Point-per-instance localization data

****

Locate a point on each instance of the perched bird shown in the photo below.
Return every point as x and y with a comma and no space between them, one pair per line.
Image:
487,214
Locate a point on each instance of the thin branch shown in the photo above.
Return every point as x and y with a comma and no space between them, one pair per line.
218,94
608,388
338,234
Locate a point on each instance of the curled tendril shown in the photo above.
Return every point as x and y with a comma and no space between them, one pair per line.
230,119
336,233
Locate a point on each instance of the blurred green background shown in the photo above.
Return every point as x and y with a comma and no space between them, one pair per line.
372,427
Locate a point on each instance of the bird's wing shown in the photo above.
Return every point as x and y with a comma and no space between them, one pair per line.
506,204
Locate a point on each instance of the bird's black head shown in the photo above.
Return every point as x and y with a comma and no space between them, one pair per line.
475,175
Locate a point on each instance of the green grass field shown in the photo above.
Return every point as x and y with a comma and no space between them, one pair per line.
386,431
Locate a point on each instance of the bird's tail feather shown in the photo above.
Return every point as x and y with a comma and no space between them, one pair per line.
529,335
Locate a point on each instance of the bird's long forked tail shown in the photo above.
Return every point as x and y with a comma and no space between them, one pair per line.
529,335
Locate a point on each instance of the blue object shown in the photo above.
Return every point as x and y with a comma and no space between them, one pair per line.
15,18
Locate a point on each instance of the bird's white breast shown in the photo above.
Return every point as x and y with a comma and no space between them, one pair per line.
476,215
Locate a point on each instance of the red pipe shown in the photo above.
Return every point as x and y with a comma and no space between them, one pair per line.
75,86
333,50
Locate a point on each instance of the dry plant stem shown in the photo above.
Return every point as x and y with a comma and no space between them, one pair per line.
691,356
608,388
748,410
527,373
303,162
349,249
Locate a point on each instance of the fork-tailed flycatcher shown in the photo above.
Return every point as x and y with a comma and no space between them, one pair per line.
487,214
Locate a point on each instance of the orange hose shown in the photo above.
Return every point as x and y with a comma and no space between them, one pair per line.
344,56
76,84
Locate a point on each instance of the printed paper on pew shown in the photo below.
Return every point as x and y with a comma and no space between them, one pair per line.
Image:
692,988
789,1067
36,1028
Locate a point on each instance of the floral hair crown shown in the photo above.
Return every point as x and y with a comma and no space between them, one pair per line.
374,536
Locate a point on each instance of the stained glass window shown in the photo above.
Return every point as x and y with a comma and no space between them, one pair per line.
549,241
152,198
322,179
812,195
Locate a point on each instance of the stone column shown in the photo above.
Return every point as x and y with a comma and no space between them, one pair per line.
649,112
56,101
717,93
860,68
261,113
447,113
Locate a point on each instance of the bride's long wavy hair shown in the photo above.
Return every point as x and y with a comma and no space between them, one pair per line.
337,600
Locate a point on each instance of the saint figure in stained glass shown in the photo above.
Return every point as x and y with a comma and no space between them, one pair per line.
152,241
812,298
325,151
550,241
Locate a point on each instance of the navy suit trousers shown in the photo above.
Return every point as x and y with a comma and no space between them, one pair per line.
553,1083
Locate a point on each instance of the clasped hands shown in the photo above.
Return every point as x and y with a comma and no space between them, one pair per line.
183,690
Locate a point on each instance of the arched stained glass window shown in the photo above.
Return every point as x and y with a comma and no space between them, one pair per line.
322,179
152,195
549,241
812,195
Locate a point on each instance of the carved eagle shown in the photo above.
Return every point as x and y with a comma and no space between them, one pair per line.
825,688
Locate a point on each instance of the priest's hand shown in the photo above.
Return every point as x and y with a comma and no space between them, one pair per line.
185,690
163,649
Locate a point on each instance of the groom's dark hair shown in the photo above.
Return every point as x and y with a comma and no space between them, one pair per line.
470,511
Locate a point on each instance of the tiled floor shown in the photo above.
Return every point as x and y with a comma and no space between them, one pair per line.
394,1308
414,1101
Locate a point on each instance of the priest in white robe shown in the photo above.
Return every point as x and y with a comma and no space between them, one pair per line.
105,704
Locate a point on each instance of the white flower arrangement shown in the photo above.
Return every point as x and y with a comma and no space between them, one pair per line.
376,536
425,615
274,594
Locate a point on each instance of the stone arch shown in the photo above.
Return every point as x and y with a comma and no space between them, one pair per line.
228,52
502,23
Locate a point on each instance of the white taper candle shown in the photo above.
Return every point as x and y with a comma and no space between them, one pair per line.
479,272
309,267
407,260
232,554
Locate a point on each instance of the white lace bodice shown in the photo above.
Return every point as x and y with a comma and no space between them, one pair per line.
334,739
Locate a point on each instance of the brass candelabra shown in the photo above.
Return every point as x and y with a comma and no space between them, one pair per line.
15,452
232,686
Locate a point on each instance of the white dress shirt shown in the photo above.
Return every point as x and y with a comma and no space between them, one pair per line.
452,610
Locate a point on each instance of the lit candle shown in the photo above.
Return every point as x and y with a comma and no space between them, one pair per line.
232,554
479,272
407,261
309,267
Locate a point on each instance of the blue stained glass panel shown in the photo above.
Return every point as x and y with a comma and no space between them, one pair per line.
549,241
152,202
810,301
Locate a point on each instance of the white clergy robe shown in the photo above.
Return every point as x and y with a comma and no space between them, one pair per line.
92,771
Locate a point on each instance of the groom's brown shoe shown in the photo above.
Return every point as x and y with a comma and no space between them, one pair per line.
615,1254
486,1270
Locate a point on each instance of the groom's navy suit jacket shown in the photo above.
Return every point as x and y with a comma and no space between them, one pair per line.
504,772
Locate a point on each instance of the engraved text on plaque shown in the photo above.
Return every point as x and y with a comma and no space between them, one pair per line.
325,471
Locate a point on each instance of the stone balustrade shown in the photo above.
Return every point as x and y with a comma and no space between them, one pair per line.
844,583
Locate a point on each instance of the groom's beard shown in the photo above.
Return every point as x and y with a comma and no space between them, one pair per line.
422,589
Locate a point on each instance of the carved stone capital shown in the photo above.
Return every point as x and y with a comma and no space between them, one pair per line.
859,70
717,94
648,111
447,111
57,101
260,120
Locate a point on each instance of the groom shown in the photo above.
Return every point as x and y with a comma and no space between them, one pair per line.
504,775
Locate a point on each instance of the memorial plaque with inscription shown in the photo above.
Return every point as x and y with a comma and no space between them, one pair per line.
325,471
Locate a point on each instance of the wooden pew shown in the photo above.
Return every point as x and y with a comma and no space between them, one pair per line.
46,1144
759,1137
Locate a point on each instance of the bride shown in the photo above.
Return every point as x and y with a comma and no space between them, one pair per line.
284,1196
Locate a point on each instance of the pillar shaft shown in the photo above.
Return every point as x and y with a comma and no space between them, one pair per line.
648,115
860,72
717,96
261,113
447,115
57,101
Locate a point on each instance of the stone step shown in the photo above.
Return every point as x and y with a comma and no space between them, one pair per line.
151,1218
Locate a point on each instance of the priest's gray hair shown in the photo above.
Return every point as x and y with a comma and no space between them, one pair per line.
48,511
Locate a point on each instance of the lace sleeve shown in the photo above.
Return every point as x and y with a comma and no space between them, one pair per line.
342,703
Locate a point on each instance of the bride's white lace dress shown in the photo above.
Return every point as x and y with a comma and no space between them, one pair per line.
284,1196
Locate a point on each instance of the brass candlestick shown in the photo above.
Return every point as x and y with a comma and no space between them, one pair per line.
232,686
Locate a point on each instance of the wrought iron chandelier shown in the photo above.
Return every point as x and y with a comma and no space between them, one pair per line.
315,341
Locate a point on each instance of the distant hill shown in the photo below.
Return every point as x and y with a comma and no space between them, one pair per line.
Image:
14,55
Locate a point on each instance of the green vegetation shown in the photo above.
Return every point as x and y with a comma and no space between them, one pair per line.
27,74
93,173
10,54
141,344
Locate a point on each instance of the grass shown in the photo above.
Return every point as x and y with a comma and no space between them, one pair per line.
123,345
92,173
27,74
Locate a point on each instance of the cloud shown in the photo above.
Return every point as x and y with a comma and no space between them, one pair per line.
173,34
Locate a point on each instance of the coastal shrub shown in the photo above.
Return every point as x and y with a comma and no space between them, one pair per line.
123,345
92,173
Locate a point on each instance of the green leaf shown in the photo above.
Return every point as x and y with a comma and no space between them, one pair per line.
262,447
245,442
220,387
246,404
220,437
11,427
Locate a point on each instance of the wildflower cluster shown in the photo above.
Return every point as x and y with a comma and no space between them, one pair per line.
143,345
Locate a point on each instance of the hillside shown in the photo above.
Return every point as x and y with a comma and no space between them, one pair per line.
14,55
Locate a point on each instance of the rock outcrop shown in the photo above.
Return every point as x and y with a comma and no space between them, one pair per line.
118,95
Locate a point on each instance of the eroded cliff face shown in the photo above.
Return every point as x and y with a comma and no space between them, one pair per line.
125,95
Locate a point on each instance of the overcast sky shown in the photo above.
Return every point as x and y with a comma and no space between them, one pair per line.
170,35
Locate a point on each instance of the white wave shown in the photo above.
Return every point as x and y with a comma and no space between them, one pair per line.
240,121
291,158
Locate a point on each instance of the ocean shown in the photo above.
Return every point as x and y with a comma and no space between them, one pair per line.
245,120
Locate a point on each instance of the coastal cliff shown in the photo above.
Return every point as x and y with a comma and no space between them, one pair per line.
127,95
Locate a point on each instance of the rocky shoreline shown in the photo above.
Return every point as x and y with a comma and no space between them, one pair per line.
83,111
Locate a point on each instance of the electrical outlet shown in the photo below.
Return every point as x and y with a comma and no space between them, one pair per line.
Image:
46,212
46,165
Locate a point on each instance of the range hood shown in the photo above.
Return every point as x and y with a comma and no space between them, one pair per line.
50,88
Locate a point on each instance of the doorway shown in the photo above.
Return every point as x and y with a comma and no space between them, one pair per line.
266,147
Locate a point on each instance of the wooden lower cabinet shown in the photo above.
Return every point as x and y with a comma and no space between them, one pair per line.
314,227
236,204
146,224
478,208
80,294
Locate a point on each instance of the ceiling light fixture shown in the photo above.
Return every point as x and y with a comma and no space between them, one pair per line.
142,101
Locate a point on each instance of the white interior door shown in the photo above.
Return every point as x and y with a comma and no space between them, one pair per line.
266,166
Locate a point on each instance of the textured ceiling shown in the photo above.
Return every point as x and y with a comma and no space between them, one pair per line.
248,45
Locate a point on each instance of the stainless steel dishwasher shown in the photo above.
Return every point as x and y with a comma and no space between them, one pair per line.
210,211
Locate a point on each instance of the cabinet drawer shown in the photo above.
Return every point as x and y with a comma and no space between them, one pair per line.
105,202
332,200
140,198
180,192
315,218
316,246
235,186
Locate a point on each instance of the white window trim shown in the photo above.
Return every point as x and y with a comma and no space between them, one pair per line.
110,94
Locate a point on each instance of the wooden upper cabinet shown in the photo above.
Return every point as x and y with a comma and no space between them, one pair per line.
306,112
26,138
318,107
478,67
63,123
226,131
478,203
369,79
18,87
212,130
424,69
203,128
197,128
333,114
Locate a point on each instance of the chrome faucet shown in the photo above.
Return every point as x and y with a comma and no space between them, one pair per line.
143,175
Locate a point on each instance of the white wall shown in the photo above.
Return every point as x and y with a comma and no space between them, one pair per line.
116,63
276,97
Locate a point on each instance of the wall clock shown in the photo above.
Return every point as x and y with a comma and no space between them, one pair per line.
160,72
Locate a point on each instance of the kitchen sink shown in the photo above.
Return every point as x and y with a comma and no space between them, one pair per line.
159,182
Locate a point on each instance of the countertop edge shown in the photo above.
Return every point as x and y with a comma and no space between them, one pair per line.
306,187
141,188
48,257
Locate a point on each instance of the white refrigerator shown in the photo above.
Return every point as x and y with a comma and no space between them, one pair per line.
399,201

****

Retype only this portion of the data above: the line containing "Locate a point on each instance of the bride's long", the line containing "Locate a point on each instance of the carved eagle", and all lines between them, exactly.

Locate a point on each instance of the bride's long wavy hair shown in the photo above.
Return every point as x and y with a comma and no space between them, one pair per line.
337,600
Locate a point on each instance of the saint figure in stained glass shown in the photo above.
Return every point as x and y with a comma and no space between them, one pair per line.
152,241
812,298
325,151
550,241
Locate a point on each instance of the navy suit trousers shown in the photo above.
Return every point as x and y with a comma and no space between them, one pair per line.
553,1083
Locate a point on each instance of the clasped hands shown in the photo above.
Return every point as x and y with a comma and no space between them, one pair per line.
183,690
Locate a point on each instance of the arched stained glass window shown in the photo above.
Return every point as x and y with a comma and no space between them, one pair per line.
322,179
152,195
549,241
812,195
Locate a point on each instance of the carved eagle shown in the photo above.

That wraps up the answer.